POLECENIE 1: Jak nazywa się rodzaj świadomości, który według wpisu o pamięci w tekstach Theravady pełni rolę tego, co się pamięta?
POLECENIE 2: Zamień „limitowany” na „ograniczony” we fragmencie wpisu o pamięci w tekstach Theravady od słów „To, że coś jest” aż do słów „dość ciekawe :)” włącznie. Podaj ten fragment w nowej postaci.
POLECENIE 3: Kontynuuj wpis o pamięci w tekstach Theravady, zaczynając zaraz po jego ostatnim zdaniu.

WYODRĘBNIONY TEKST:
════════════════════
Re: Świadomośc, pamięć konwencjonalna, wspomnienia

Nieprzeczytany post autor: Har-Dao »

Czołem

Wg tekstów Theravady pamięć nie odbywa się na zasadzie gromadzenia czegoś na dysku twardym, a raczej pamięć podręczną. Tym czymś jest pewien rodzaj świadomości, który zwie się saññā

W tym przekładzie słownika Nyanatiloki jest to percepcja, gdzie indziej wolę używać "kojarzenie", bo tak też ten rodzaj świadomości działa pi razy oko.

To, że coś jest zapamiętane (również dzięki odbiorczej pracy viññāṇy) nie oznacza, że jest do tego dostęp. Saññā pozwala nam na limitowany dostęp. Można więc powiedzieć, że jest świadomością, która zarządza pamięcią, ale jest czymś w rodzaju "sortownika". Ten "sortownik" moze się otworzyć podczas różnych stanów umysłowych nieco bardziej, co dość ciekawe :)
════════════════════
PRZEKAZANY MATERIAŁ:

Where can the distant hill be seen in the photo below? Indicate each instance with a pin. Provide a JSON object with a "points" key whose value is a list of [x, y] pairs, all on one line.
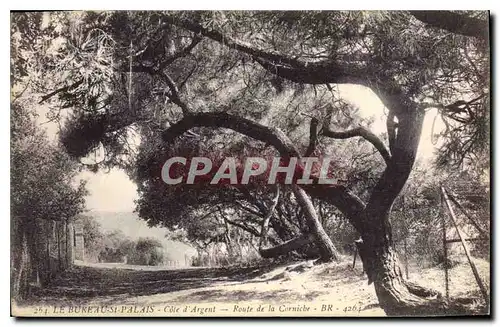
════════════════════
ODPOWIEDŹ 1: Saññā.

ODPOWIEDŹ 2:
To, że coś jest zapamiętane (również dzięki odbiorczej pracy viññāṇy) nie oznacza, że jest do tego dostęp. Saññā pozwala nam na ograniczony dostęp. Można więc powiedzieć, że jest świadomością, która zarządza pamięcią, ale jest czymś w rodzaju "sortownika". Ten "sortownik" moze się otworzyć podczas różnych stanów umysłowych nieco bardziej, co dość ciekawe :)

ODPOWIEDŹ 3:
metta&peace
H-D
pawellt
Posty: 27
Rejestracja: wt sty 31, 2012 10:44
Płeć: mężczyzna
Tradycja: brak
Lokalizacja: Warszawa

Re: Świadomośc, pamięć konwencjonalna, wspomnienia

Nieprzeczytany post autor: pawellt »

Dzięki za przybliżenie tematu. Tylko gdzie fizycznie Theravada (lub inne szkoły buddyjskie) lokalizuje saññę?

Niestety na sasana.wikidot nie znalazłem tej informacji..


pozdrawiam
Paweł
Awatar użytkownika
Har-Dao
Global Moderator
Posty: 3162
Rejestracja: pn paź 04, 2004 20:06
Płeć: mężczyzna
Tradycja: Dhamma-Vinaya
Lokalizacja: Polska
Kontakt:

Re: Świadomośc, pamięć konwencjonalna, wspomnienia

Nieprzeczytany post autor: Har-Dao »

Czołem

Fizycznie znaczy w mózgu? Nauka buddyjska nie jest neuronauką, więc też nie było wtedy tego typu objaśnień. Na pewno szczegóły znajdują się w Abhidhammie odnośnie saññā, ale personalnie nie czuję się na siłach, by to sprawdzić. Raczej nie będzie to zgodne ze współczesną nauką.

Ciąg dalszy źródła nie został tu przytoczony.